[start Stored rows]

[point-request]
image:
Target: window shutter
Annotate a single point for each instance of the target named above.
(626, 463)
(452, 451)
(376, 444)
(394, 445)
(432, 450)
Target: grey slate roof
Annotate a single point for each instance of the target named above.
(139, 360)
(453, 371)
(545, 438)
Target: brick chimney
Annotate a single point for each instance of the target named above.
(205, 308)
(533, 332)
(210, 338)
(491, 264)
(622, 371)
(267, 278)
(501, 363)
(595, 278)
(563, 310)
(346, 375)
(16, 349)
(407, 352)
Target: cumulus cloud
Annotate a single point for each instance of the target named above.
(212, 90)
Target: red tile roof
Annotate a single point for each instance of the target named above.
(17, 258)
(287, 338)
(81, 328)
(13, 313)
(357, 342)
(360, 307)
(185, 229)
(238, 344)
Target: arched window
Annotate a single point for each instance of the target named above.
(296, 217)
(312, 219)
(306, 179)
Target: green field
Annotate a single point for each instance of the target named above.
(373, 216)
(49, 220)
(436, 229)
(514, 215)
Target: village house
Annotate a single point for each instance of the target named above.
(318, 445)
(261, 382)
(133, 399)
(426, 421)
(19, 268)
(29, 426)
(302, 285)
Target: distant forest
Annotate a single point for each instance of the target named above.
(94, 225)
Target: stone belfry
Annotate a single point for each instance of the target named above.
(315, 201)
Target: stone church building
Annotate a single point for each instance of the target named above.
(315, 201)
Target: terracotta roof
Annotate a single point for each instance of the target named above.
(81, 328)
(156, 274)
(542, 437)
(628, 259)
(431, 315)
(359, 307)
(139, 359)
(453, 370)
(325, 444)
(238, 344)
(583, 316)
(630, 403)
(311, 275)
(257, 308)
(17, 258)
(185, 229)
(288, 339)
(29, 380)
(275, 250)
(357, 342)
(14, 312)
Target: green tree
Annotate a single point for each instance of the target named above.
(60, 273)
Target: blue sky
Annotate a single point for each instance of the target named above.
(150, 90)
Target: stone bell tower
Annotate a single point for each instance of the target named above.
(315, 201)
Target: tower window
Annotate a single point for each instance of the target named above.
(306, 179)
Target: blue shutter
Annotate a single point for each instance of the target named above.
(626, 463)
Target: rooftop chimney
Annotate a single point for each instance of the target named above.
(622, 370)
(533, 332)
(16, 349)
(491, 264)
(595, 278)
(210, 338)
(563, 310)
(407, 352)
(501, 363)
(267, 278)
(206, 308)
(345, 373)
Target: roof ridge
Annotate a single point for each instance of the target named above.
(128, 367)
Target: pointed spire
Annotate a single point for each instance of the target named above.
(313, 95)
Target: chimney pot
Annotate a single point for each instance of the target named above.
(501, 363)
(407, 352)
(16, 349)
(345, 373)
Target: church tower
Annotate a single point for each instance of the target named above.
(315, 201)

[end Stored rows]
[start Stored rows]

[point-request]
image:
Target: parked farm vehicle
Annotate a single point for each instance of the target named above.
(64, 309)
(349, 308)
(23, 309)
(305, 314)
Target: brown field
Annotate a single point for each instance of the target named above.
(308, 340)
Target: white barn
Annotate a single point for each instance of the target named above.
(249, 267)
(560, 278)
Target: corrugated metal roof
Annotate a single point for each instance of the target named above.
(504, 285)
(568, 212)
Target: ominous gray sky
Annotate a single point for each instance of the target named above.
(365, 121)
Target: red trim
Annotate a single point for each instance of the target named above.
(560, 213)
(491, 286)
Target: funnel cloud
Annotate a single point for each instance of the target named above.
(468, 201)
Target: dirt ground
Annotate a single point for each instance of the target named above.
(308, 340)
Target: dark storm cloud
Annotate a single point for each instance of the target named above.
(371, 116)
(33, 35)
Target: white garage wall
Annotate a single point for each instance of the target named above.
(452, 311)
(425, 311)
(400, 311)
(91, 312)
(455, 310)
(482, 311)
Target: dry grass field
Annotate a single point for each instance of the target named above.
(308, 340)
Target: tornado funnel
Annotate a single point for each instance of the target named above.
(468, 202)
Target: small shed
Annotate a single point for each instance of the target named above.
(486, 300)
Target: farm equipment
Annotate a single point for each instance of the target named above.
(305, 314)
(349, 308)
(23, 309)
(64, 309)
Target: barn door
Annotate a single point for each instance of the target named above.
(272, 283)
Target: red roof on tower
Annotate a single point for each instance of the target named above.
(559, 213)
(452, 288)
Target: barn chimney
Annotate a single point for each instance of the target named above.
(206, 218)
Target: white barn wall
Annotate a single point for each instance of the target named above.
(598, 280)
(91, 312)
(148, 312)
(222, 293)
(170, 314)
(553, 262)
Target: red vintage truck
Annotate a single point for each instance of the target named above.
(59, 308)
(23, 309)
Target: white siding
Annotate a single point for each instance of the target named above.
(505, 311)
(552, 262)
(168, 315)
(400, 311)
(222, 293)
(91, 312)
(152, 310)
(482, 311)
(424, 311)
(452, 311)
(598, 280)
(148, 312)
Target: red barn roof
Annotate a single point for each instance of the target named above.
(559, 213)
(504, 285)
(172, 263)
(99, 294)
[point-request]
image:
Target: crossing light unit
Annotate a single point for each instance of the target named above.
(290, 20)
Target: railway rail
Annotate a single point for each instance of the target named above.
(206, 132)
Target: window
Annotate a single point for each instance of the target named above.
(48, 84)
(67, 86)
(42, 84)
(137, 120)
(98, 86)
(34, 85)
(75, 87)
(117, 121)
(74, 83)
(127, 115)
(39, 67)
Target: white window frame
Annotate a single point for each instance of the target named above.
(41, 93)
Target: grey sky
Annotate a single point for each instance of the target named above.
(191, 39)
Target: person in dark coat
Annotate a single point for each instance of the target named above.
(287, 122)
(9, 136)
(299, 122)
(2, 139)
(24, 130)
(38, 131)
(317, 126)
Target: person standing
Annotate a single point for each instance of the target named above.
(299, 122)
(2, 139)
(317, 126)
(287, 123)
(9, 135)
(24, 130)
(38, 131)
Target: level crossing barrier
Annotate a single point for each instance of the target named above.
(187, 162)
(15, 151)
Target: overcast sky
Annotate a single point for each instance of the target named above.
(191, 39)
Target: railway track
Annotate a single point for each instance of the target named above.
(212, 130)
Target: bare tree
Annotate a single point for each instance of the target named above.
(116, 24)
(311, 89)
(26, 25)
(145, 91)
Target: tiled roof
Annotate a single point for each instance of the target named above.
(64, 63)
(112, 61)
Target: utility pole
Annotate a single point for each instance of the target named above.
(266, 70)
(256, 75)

[end Stored rows]

§ Exercise instructions
Extract every line of the records that contains the word "cloud".

§ Expected output
Target: cumulus cloud
Target: funnel cloud
Target: dark storm cloud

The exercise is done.